Find each line in the rows below that contains the string "right" and copy it out in full. Case counts.

Start RECORDS SHOWN

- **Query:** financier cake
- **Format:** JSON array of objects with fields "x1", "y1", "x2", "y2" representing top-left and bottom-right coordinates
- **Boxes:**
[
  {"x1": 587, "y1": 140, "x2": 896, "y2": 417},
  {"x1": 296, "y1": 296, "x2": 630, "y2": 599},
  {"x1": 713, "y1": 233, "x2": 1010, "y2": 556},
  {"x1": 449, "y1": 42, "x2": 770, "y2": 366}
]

End RECORDS SHOWN

**RESPONSE TO THE TASK:**
- **Format:** JSON array of objects with fields "x1", "y1", "x2", "y2" representing top-left and bottom-right coordinates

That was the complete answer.